■ TASK REQUIREMENTS
Find the line containing "the sea foam", then output it and every line after it through the end of the listing below, exactly as written.

■ DATASET CONTENT
.....

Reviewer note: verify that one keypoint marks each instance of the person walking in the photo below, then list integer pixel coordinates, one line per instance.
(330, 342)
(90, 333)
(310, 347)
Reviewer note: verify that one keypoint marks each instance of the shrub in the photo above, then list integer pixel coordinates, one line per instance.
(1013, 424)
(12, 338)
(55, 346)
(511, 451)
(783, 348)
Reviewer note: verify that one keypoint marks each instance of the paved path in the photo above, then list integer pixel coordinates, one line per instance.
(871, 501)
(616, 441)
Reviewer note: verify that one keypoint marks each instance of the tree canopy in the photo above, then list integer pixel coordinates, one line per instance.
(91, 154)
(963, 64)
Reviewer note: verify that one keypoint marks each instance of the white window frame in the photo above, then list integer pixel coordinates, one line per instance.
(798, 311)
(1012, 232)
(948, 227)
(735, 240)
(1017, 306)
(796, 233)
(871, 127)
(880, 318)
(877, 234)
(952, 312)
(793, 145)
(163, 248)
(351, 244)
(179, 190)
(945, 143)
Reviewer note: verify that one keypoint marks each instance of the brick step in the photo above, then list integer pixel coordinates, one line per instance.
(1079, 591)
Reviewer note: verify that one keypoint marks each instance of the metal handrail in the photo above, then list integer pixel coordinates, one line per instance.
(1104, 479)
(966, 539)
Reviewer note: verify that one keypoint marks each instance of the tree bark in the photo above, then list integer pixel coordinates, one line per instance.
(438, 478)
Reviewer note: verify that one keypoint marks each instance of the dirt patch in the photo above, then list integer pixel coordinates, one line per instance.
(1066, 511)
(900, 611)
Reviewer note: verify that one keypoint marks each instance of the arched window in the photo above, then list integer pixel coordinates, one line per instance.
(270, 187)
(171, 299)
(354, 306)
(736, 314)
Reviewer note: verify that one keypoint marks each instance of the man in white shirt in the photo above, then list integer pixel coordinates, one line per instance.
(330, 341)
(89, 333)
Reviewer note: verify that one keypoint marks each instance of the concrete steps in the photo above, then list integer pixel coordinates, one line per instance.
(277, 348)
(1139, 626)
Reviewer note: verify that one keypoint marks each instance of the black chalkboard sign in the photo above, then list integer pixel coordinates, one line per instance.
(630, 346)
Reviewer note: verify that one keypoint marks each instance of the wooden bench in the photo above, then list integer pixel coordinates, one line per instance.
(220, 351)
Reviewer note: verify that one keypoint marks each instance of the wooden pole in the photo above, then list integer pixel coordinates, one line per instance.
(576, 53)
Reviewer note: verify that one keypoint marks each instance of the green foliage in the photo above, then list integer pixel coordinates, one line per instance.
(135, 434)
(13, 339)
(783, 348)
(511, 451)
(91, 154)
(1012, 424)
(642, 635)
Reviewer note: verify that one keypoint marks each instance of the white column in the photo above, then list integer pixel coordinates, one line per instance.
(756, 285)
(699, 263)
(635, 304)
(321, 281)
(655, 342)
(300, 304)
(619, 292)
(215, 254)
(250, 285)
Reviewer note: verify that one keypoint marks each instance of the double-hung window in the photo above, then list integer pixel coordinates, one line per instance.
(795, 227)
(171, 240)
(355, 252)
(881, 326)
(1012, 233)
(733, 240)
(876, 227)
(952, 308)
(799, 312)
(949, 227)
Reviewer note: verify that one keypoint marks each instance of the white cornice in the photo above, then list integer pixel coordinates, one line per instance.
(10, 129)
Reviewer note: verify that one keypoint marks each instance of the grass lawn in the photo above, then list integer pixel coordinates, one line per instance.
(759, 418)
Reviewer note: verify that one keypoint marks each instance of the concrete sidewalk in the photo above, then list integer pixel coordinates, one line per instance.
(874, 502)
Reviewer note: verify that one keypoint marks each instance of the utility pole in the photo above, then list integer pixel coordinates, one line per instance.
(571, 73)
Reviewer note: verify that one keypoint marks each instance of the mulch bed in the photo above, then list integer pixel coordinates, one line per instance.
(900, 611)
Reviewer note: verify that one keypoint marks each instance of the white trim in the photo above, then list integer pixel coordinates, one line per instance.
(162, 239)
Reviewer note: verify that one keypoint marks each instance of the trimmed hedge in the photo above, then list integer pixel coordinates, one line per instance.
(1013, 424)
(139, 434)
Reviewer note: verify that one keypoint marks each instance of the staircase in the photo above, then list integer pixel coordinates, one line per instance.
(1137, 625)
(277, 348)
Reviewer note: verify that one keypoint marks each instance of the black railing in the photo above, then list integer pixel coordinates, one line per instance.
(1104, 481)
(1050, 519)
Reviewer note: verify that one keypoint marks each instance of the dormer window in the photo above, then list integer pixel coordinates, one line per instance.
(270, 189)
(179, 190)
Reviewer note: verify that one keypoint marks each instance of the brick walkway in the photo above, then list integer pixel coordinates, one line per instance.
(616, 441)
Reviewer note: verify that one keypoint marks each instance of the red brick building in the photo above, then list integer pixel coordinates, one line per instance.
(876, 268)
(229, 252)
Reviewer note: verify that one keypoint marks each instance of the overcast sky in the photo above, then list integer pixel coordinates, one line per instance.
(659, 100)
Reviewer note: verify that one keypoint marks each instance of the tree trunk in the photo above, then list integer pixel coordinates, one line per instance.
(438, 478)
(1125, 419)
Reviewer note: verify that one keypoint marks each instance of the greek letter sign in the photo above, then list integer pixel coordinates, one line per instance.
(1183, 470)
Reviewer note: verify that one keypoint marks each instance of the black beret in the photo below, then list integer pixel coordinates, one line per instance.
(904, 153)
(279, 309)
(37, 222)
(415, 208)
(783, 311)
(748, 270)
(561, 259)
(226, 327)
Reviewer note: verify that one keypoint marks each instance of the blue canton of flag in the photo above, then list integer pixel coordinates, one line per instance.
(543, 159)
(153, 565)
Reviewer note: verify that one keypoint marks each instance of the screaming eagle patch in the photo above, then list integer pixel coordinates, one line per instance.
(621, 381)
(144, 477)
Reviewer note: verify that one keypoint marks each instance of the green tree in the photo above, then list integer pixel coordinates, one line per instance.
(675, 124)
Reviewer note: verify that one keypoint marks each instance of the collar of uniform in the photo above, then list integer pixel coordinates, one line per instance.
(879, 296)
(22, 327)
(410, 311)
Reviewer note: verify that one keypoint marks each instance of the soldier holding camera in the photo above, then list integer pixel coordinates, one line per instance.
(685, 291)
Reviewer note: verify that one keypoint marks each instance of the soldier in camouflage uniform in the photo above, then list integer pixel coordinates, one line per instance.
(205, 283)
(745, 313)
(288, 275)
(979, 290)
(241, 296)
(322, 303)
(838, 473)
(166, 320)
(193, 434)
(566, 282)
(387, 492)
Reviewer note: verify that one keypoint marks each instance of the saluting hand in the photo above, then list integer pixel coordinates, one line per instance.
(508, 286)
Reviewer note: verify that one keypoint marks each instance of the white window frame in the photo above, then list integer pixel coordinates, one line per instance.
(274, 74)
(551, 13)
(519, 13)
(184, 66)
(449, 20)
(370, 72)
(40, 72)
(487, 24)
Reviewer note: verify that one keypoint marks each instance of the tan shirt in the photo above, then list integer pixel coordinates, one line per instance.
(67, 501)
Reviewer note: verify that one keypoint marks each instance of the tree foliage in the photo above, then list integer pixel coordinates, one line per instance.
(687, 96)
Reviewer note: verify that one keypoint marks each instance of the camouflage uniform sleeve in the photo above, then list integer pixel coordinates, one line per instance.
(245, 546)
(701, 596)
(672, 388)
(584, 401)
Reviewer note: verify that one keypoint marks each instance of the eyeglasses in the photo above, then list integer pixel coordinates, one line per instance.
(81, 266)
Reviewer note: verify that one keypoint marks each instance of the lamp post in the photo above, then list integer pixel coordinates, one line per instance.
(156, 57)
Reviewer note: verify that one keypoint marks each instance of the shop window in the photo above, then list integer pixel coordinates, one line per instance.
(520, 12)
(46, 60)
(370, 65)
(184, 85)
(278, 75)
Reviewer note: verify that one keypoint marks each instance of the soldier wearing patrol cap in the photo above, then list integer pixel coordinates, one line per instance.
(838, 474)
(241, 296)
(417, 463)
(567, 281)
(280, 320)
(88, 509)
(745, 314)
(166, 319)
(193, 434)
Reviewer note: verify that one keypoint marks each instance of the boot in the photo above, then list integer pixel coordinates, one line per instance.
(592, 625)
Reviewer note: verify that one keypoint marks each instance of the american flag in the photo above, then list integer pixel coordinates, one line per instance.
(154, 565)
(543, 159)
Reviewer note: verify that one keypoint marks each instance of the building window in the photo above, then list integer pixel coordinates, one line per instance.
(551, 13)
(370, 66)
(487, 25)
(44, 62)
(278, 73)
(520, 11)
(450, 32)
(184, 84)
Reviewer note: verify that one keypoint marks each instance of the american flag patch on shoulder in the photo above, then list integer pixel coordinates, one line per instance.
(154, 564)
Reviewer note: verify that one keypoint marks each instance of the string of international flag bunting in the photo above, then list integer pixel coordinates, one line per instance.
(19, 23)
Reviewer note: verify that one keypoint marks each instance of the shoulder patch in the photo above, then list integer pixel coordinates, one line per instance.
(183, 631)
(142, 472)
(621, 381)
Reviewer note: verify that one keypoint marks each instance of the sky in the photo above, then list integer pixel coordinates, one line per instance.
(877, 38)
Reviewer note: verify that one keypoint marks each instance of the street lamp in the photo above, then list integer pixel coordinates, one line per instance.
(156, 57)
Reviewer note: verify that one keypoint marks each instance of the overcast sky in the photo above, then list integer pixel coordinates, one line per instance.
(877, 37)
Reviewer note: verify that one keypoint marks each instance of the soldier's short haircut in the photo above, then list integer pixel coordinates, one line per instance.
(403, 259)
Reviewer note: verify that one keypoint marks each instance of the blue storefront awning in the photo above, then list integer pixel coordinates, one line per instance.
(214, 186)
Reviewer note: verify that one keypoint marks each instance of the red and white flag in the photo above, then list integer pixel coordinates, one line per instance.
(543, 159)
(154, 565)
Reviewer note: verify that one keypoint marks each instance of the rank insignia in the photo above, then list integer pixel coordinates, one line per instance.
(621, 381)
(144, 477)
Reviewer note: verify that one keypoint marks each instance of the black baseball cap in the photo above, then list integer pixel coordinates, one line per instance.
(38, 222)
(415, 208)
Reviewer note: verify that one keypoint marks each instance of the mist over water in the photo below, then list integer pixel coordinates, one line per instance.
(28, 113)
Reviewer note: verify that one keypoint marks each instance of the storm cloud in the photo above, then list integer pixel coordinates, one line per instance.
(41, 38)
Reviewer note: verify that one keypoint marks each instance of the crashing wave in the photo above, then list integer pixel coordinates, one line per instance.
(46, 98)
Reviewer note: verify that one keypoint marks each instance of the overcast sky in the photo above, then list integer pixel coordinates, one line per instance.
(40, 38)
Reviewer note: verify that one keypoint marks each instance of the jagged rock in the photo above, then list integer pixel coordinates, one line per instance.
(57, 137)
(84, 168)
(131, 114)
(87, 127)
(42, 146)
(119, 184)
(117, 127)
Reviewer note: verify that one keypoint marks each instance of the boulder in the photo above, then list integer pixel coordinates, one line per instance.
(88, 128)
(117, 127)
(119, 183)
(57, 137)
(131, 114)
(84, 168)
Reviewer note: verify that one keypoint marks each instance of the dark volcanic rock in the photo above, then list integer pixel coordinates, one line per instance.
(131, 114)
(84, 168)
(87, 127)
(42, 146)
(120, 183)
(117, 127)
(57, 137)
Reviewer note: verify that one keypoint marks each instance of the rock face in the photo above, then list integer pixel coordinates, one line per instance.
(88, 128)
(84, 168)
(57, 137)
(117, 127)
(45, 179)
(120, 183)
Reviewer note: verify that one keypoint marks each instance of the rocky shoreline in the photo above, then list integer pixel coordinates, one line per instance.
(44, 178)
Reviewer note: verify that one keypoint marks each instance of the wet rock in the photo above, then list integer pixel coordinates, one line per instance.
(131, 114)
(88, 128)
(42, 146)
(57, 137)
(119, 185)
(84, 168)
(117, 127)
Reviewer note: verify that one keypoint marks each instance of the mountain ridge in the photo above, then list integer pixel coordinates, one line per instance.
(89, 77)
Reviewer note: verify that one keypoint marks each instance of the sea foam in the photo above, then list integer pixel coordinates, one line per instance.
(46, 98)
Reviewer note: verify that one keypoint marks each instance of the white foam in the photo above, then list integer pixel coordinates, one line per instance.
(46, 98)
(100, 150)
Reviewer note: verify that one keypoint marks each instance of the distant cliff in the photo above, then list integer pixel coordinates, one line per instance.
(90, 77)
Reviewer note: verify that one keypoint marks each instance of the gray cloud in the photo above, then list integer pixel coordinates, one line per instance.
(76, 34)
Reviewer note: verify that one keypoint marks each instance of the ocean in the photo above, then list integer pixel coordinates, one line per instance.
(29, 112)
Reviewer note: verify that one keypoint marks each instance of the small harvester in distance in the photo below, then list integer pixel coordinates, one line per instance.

.....

■ ANSWER TO THE PROBLEM
Reviewer note: verify that one keypoint marks each instance of the sea foam in the photo above, then list integer pixel coordinates, one line per instance.
(46, 98)
Reviewer note: verify that one keypoint marks each instance of the white foam in the photo above, then list integer pixel coordinates, one line per instance.
(46, 98)
(100, 150)
Reviewer note: verify that one keypoint marks each instance of the distant cliff in the photo above, then list integer pixel coordinates, one line per instance.
(90, 77)
Reviewer note: verify that one keypoint marks each instance of the gray cloud in the photo above, then list integer pixel coordinates, one line per instance.
(76, 34)
Reviewer note: verify that one keypoint marks each instance of the ocean in the photo above, then list integer pixel coordinates, one line per instance.
(29, 112)
Reviewer note: verify that one keypoint marks each instance of the small harvester in distance in the photo below, then list integer pixel coordinates, one line per instance.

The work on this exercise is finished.